-- Reading text follows --

Souvenirs ➔ Ribbon Badge, First Michigan Engineers & Mechanics
During the American Civil War (1861-1865), soldiers from the same town or region mustered together into units. Men volunteered because they believed in the cause, to receive an enlistment bonus, or to avoid getting drafted. Many already knew each other; while others formed new friendships that would last a lifetime. Families back home followed news from the battlefront of their hometown boys with interest, pride, and sometimes horror. Several groups from the Grand Rapids area played important roles in the Civil War including the First Regiment Michigan Engineers and Mechanics.
Part of the Army of the Ohio, the First Regiment Michigan Engineers and Mechanics mustered into service in Marshall, Michigan, with quite a few men from Grand Rapids. This group of engineers built railroads, bridges and buildings in Kentucky, Tennessee, Mississippi and Alabama for the movement of troops and supplies from the North. In 1865 they participated in the siege of Atlanta, destroying Confederate infrastructure. From there the Michigan engineers built roads to facilitate Sherman’s famous march through Georgia to Savannah.
Following the Civil War, the group had reunions, providing medals such as this 1910 one to Captain J.W. McCrath, one of their members. Grand Rapids Public Museum also has other items relating to Captain McCrath's service during the Civil War including his uniform and an archival collection #letters and a photograph. This would have been the last reunion attended by McCrath who passed away in February of that year.

-- Reading text concluded --

__Questions on the material__
1. In the text about the First Michigan Engineers ribbon badge, in what town did the regiment muster into service?
2. Write a continuation of the text about the First Michigan Engineers ribbon badge, starting after its last sentence.

-- Data provided follows --

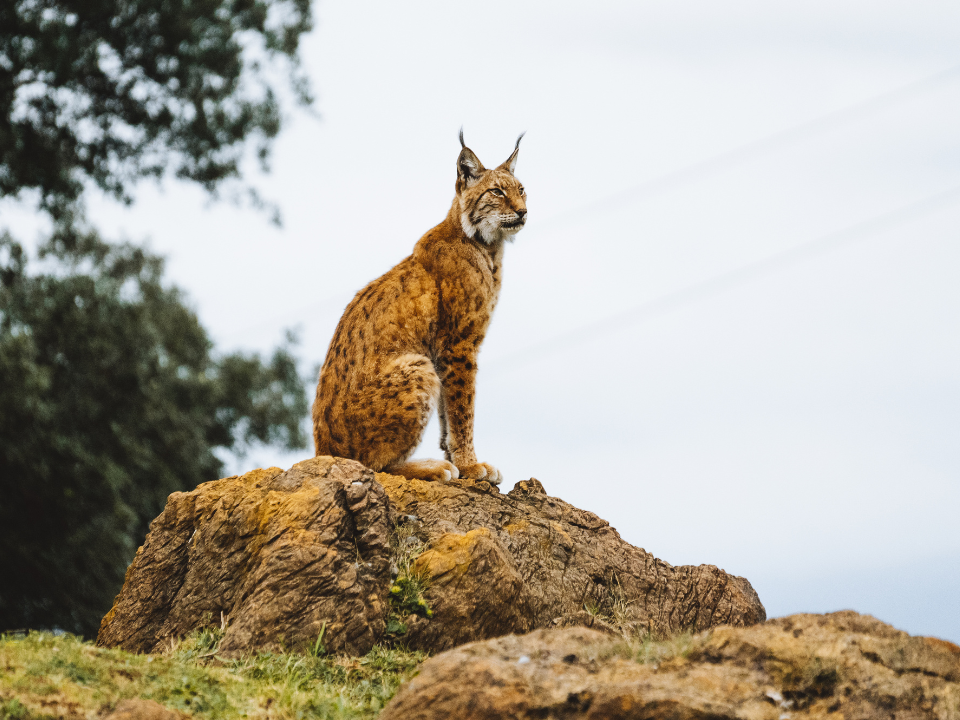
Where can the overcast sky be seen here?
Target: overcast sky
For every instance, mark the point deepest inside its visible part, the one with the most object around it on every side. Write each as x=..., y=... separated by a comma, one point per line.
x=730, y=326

-- Data provided concluded --
-- Data provided follows --

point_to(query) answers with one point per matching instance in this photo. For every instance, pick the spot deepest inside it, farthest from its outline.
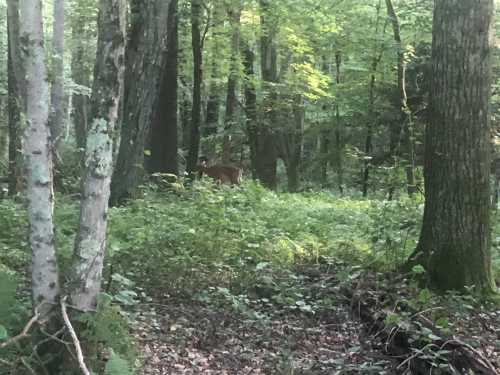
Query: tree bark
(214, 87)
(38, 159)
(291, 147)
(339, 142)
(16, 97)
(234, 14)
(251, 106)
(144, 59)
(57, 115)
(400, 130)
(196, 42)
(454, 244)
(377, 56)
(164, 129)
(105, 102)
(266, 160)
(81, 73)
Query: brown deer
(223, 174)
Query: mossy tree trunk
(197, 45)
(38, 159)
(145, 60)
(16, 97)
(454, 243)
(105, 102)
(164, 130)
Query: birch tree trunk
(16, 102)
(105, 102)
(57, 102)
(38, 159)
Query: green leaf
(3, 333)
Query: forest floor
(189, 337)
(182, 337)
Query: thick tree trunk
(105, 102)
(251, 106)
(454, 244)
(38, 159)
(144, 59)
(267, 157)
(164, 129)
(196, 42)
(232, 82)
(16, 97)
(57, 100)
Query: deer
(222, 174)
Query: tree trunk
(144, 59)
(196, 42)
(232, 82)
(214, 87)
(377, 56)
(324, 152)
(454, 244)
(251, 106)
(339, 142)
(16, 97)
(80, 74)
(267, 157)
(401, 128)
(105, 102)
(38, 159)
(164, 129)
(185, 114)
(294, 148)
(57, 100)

-- Data provided concluded --
-- Data provided follows --

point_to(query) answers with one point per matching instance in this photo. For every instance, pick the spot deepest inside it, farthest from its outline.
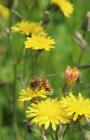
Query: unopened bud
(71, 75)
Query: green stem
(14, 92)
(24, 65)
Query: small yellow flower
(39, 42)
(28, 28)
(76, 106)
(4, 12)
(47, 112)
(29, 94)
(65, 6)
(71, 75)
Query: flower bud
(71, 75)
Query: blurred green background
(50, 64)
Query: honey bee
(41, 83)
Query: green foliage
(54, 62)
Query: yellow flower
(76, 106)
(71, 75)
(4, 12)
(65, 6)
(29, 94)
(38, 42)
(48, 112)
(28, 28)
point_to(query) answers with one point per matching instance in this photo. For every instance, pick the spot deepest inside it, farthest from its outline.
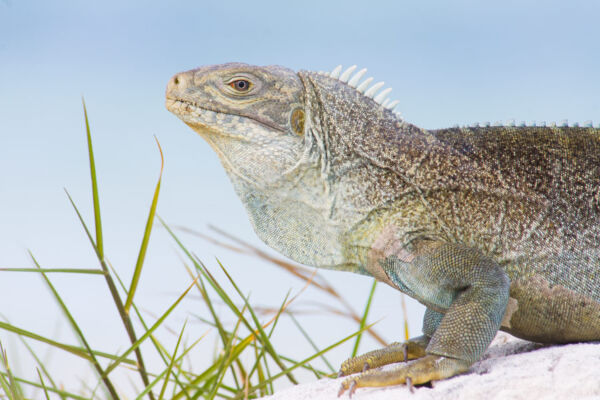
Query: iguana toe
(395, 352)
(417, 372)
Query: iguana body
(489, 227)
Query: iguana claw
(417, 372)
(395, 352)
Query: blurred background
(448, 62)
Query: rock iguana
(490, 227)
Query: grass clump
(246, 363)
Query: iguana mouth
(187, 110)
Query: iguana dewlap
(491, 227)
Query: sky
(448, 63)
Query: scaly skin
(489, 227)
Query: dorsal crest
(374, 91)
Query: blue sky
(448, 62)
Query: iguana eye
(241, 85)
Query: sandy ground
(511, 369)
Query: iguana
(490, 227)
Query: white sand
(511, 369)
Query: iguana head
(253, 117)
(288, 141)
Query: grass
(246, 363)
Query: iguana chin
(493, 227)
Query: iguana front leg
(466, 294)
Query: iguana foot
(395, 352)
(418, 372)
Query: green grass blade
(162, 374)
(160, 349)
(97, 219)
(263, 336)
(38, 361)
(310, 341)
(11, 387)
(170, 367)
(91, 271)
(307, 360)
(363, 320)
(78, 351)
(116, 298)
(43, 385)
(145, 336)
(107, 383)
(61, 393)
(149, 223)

-- Data provided concluded --

__Expected responses__
1. Marshall, Michigan

2.
McCrath, Captain John W. John Wood McCrath was born September 3, 1837, in Genesee County, Michigan. He entered the Union Army on September 12, 1861, as a Second Lieutenant at the age of 24. During the Civil War, he served on the First Michigan Engineers and Mechanics Regiment and was promoted to Captain on May 11, 1863. In 1865, he was mustered out and honorably discharged.
After his service, McCrath engaged in business ventures in Atlanta, Georgia, and Chattanooga, Tennessee, before eventually moving to Grand Rapids, Michigan, where he served as a city alderman. He was later appointed to the Board of Managers for the Michigan Soldiers’ Home. John McCrath died on February 8, 1910 of a stroke. He is buried in Garfield Park Cemetery in Grand Rapids.